- Promotional poster
- Directed by: Vijjay Kumaar Arora
- Written by: Naresh Kathooria
- Produced by: Mani Dhaliwal; Sunny Raj; Dr.Prabhjot Singh Sidhu;
- Starring: Gippy Grewal; Neeru Bajwa;
- Cinematography: Jailesh Oberoi
- Edited by: Bunty Nagi
- Music by: Jatinder Shah
- Production companies: Dara Films Entertainment; Dara Motion Pictures Pvt Ltd.;
- Distributed by: Omjee Star Studios
- Release date: 5 November 2021;
- Running time: 127 minutes
- Country: India
- Language: Punjabi

= Paani Ch Madhaani =

2021 Punjabi language romantic drama film

Paani Ch Madhaani is a 2021 Indian Punjabi-language romantic comedy-drama film directed by Vijay Kumar Arora and produced by Mani Dhaliwal, Sunny Raj, and Prabhjot Sidhu under the banner of Dara Films Entertainment. The film, which stars Gippy Grewal and Neeru Bajwa, is set in the 1980s and is the story of a group of Punjabi musicians who travel to London to make their mark. It was released on 5 November 2021 to coincide with the Diwali festival in India.

==Premise==
The story is about a flop singer Gulli and his group who focus on shortcuts (jugaad) for gaining success.

- [Brief 1] Translate this sentence from the Paani Ch Madhaani article into Spanish: "It was released on 5 November 2021 to coincide with the Diwali festival in India."
- [Brief 2] Go on with the Paani Ch Madhaani article, picking up after its final sentence.

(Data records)
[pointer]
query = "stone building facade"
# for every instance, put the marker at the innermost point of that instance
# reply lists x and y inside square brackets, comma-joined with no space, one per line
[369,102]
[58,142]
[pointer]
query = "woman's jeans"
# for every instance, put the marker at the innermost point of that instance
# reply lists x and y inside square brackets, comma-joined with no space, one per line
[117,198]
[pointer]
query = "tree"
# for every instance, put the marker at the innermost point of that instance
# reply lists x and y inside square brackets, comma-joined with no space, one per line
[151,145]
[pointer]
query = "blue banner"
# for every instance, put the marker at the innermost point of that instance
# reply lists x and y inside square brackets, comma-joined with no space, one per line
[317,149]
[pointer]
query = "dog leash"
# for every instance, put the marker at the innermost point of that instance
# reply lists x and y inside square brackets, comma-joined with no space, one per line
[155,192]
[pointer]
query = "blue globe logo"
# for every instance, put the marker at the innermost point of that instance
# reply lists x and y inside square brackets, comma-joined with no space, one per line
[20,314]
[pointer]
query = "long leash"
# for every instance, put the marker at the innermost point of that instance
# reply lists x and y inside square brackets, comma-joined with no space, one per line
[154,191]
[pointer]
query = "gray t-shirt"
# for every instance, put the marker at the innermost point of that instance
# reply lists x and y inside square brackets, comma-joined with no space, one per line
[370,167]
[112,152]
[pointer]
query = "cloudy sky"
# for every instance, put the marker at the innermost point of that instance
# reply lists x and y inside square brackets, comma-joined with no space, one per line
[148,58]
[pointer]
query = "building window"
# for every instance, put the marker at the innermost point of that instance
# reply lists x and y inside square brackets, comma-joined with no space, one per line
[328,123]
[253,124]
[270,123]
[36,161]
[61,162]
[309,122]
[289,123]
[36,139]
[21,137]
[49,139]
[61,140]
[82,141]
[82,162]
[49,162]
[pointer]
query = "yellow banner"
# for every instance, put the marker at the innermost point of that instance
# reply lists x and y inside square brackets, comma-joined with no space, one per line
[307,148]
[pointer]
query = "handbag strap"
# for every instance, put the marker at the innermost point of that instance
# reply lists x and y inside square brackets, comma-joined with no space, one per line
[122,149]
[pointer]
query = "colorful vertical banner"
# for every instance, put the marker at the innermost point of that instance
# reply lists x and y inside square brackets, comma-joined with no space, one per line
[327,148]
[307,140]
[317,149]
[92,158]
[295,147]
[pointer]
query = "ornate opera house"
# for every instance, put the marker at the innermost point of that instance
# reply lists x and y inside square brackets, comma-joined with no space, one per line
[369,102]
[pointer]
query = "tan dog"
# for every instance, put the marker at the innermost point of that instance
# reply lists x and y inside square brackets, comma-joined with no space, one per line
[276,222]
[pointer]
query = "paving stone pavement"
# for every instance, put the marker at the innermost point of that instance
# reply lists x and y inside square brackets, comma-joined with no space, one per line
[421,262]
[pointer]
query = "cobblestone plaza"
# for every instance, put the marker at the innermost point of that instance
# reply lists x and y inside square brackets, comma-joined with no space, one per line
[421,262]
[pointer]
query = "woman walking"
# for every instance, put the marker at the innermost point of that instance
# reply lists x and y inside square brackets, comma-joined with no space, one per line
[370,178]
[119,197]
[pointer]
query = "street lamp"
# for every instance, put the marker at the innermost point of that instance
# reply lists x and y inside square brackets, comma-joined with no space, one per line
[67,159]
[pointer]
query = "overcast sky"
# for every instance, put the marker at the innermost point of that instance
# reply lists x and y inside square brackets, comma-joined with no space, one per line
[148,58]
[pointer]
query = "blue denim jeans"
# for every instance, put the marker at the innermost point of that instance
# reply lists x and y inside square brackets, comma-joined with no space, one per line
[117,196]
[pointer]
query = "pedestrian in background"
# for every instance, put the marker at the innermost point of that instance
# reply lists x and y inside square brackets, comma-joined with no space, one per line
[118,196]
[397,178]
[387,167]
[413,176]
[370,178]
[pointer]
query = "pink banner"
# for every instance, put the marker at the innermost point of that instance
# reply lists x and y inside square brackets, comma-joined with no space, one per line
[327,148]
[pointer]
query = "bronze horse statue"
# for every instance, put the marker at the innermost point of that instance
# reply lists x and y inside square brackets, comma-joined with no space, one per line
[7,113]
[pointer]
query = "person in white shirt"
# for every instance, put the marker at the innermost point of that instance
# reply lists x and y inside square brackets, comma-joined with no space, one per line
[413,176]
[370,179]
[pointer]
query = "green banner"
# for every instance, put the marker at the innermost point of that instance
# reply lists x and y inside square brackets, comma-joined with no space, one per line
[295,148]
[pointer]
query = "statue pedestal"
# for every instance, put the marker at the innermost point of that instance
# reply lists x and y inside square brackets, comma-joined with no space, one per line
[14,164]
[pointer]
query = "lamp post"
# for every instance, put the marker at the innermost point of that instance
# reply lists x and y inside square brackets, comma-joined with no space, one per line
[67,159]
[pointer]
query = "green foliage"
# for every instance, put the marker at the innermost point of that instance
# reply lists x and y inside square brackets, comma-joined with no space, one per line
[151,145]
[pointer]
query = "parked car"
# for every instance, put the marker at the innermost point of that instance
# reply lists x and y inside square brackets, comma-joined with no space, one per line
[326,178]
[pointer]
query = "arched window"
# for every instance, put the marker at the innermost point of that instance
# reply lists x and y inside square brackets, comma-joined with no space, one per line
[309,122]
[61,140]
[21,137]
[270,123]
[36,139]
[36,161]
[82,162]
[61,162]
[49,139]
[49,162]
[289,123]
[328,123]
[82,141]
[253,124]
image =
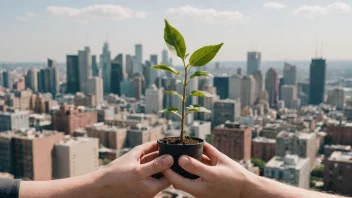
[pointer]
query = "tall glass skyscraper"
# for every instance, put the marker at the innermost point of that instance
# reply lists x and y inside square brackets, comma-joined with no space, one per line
[317,77]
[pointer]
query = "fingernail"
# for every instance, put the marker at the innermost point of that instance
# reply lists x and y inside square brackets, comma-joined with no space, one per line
[167,160]
[183,160]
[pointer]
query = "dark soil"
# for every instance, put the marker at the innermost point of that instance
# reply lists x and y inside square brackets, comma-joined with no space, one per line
[177,140]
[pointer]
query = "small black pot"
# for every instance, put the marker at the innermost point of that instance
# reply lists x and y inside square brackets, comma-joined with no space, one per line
[177,150]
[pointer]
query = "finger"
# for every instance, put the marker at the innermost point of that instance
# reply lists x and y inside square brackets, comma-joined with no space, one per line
[149,157]
[212,153]
[157,165]
[196,167]
[191,186]
[205,160]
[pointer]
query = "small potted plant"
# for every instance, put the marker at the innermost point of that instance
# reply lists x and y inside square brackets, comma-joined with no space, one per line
[184,145]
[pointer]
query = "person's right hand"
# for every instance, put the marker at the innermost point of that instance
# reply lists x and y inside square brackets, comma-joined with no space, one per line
[219,175]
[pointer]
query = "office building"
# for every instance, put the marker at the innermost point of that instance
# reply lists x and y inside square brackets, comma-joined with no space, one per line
[337,173]
[317,80]
[234,140]
[253,62]
[263,148]
[75,156]
[222,86]
[105,64]
[235,87]
[336,97]
[299,143]
[72,73]
[14,120]
[226,110]
[68,119]
[85,69]
[32,79]
[290,74]
[289,94]
[272,87]
[290,169]
[248,91]
[153,100]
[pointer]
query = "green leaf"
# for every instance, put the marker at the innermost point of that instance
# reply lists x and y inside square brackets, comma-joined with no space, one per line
[174,40]
[200,93]
[204,55]
[197,108]
[166,68]
[174,93]
[173,110]
[201,73]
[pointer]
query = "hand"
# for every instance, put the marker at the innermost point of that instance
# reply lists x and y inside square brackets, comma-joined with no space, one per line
[219,175]
[130,175]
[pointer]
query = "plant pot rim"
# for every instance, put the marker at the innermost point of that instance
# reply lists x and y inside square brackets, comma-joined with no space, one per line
[201,142]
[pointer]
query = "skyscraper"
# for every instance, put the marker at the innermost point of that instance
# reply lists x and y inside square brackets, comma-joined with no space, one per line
[259,81]
[72,73]
[317,81]
[222,86]
[290,74]
[153,99]
[85,68]
[129,66]
[253,62]
[32,79]
[154,59]
[105,62]
[235,86]
[272,87]
[117,74]
[248,91]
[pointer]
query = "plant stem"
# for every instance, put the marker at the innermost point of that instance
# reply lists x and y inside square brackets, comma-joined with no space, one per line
[183,102]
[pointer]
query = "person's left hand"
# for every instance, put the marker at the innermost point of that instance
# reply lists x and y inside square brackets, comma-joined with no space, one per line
[130,175]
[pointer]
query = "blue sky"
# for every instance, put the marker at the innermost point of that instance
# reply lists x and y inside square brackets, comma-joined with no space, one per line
[281,30]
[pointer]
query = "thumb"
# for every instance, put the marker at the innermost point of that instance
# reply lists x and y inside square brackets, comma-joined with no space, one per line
[157,165]
[196,167]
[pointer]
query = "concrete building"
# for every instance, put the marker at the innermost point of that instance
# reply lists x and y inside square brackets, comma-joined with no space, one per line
[339,132]
[248,91]
[253,62]
[336,97]
[289,94]
[85,69]
[263,148]
[338,174]
[200,129]
[234,140]
[14,120]
[317,80]
[109,136]
[272,87]
[75,156]
[95,87]
[259,84]
[153,100]
[298,143]
[235,87]
[289,169]
[68,119]
[225,110]
[290,74]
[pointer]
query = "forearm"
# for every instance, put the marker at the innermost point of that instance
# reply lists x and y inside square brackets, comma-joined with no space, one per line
[264,187]
[83,186]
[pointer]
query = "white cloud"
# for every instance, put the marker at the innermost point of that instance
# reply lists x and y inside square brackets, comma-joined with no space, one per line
[26,17]
[209,16]
[114,12]
[311,11]
[274,5]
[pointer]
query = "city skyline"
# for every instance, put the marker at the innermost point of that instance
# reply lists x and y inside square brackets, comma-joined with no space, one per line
[280,30]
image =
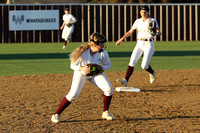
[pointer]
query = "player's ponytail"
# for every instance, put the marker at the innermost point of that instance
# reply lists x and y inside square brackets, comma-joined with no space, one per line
[78,51]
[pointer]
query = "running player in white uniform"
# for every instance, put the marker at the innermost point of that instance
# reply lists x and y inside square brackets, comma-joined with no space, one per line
[67,26]
[145,45]
[80,57]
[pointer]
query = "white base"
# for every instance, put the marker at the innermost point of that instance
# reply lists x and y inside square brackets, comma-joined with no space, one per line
[127,89]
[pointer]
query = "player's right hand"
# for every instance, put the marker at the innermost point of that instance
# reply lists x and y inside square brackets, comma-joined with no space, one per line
[118,42]
[85,69]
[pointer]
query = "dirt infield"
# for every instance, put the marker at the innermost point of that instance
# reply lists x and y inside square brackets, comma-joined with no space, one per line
[172,104]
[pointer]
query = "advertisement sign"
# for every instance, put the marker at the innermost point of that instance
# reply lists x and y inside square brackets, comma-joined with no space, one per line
[34,20]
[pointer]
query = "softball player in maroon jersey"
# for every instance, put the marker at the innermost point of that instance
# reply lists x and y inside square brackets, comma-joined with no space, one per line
[145,45]
[67,26]
[80,57]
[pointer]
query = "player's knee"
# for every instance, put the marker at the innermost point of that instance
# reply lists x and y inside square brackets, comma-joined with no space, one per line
[109,92]
[144,66]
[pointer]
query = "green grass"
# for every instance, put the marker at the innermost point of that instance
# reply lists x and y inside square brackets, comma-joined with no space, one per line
[50,58]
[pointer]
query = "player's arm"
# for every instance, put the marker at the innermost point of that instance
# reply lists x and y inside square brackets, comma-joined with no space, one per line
[158,33]
[129,33]
[62,25]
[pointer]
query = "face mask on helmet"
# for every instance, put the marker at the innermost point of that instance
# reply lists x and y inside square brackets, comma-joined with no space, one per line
[98,41]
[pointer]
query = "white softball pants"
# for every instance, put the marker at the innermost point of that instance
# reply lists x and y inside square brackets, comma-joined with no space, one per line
[67,32]
[79,80]
[142,47]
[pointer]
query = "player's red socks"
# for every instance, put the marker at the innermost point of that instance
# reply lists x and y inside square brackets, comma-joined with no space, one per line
[64,104]
[129,72]
[65,43]
[150,70]
[106,102]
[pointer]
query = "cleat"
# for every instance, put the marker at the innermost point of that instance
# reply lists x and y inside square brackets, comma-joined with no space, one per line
[106,115]
[152,77]
[55,118]
[64,47]
[122,81]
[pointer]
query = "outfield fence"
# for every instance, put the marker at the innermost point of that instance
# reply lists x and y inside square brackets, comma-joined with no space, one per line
[178,22]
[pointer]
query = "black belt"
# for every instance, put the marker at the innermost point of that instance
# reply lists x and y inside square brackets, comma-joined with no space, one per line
[142,39]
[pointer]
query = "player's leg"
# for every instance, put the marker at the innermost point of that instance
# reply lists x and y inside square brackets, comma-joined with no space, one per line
[77,84]
[64,33]
[103,83]
[67,35]
[136,54]
[148,53]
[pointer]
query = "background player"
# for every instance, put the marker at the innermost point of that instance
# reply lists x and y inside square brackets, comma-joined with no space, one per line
[80,57]
[145,45]
[67,26]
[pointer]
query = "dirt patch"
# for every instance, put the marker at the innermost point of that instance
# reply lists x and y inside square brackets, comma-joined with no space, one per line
[172,104]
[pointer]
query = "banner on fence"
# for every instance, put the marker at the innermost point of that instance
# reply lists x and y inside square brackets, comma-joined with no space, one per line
[34,20]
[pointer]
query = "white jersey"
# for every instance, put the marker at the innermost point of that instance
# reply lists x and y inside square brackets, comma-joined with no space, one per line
[142,27]
[68,18]
[87,58]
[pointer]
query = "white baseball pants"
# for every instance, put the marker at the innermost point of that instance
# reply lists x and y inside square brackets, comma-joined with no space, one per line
[67,32]
[79,80]
[142,47]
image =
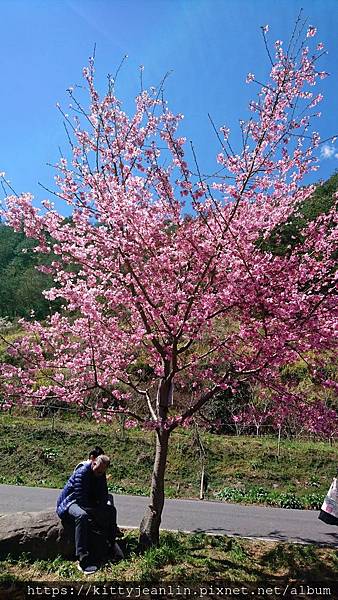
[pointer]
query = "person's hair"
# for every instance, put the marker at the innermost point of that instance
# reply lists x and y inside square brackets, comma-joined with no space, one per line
[97,451]
[103,459]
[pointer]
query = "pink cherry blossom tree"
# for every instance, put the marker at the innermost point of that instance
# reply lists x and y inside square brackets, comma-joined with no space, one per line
[163,267]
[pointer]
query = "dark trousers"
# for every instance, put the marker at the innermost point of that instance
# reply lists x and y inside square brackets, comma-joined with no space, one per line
[102,518]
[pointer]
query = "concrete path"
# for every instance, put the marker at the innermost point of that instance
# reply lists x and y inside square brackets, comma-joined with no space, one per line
[301,526]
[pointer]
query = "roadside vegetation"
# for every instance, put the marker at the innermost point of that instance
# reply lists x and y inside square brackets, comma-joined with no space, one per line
[191,559]
[43,451]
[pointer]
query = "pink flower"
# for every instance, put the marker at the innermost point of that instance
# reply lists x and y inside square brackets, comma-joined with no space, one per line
[311,32]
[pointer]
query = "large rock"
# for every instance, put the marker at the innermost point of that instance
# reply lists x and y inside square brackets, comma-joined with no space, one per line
[40,533]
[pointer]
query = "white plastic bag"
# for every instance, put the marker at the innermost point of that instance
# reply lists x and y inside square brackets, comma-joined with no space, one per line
[330,504]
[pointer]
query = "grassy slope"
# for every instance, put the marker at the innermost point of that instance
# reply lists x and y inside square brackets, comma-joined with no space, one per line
[31,453]
[193,559]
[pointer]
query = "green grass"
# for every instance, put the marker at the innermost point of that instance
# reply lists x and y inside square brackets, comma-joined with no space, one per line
[43,452]
[192,559]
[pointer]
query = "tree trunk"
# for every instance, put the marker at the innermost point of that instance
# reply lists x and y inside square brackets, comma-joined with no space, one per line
[150,524]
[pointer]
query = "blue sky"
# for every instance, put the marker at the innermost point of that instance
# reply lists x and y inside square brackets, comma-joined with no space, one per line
[209,45]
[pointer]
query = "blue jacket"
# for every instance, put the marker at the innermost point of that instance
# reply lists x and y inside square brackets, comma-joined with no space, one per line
[83,488]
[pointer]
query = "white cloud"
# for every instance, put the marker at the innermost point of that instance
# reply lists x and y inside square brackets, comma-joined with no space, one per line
[328,151]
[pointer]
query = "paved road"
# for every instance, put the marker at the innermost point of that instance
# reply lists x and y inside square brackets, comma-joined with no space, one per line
[192,515]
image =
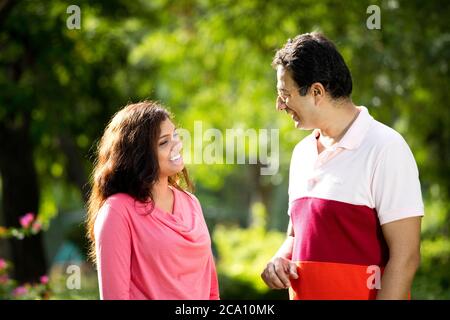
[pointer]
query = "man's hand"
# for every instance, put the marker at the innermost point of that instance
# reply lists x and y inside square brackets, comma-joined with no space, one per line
[277,273]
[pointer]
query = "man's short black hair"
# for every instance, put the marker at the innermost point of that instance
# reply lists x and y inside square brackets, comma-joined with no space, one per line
[311,58]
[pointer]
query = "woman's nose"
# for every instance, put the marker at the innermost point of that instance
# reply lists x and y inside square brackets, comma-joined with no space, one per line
[280,105]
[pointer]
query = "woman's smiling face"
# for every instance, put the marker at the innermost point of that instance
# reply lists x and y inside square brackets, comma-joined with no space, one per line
[169,148]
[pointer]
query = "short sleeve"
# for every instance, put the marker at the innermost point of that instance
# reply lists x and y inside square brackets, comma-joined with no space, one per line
[395,186]
[113,252]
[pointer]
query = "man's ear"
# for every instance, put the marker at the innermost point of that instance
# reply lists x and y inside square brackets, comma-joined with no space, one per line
[318,92]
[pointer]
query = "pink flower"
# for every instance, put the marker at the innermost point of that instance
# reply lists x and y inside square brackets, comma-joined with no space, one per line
[44,279]
[36,227]
[2,264]
[20,291]
[4,279]
[26,220]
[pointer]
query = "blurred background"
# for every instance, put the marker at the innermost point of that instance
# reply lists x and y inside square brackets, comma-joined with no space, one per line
[207,61]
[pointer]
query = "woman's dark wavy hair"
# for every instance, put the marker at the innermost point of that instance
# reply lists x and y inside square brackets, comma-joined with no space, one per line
[127,160]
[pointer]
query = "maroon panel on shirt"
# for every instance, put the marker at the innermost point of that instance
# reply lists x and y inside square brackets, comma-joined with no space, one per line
[334,231]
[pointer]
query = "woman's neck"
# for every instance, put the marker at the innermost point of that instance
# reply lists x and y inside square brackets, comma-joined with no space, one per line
[161,188]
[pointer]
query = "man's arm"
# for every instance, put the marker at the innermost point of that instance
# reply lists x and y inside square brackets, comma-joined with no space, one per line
[280,268]
[403,240]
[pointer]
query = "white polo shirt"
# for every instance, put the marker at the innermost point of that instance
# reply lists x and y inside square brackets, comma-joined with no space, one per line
[339,199]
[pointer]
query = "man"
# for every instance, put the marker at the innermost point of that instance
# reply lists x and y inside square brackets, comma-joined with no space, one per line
[355,202]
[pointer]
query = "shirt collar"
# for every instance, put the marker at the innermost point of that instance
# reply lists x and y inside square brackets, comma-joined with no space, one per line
[356,133]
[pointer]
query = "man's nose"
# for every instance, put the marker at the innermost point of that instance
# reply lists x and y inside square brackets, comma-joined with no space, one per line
[280,105]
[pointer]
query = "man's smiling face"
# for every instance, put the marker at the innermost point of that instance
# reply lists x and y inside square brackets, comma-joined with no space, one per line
[300,108]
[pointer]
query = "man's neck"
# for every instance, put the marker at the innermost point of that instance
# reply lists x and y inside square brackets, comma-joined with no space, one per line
[336,124]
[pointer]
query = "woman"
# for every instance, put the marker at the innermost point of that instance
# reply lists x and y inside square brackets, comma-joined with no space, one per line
[148,235]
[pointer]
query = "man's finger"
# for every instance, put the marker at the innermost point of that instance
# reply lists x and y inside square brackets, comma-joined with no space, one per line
[282,274]
[293,271]
[274,279]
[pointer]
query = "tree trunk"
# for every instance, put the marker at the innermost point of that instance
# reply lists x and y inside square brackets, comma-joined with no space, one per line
[20,195]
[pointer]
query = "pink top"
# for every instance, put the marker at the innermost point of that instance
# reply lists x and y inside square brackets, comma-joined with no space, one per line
[143,254]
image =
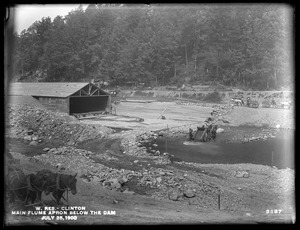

- [Expected answer 1] Se estrenó el 5 de noviembre de 2021 para coincidir con el festival de Diwali en la India.

- [Expected answer 2]
==Cast==
- Gippy Grewal as Gulli
- Neeru Bajwa as Sohni
- Karamjit Anmol
- Gurpreet Ghuggi
- Iftikhar Thakur
- Harby Sangha
- Rupinder Rupi
- Sukhwinder Chahal as Gulli's father
- Gurpreet Bhangu as Gulli's mother
- Honey Mattu
- Shivam Sharma
- Parveen Aawara
- Nirmal Rishi
Special appearance
- Vinita Sharma as party guest
- Bikramjit Gurm as party guest
- Malkit Rauni
- Patrick Loh as Rich Chinese couple

==Production==
Paani Ch Madhaani was announced on 16 June 2020 by lead actor Gippy Grewal. Gippy Grewal and co-star Neeru Bajwa last appeared together in the 2011 film Jihne Mera Dil Luteya. Principal photography began on 6 October 2020 in London. The film is a period romantic comedy-drama set in the 1980s.

==Release==
Initially the film was scheduled for release on 12 February 2021 but it was then pushed back to 21 May 2021 due to the COVID-19 pandemic. Due to the closure of theaters the May release was then postponed even further. The film was finally released on 5 November 2021 to coincide with the Diwali festival.

=== Home media ===
The film is available for viewing on the Chaupal.

==Soundtrack==

The soundtrack album was released on Humble Music. The music was composed by Jatinder Shah and all the lyrics were written by Happy Raikoti. The first single, "Jean", which is sung by Gippy Grewal and Afsana Khan, was released on 19 October 2021. The song "VCR" was released on 30 October 2021.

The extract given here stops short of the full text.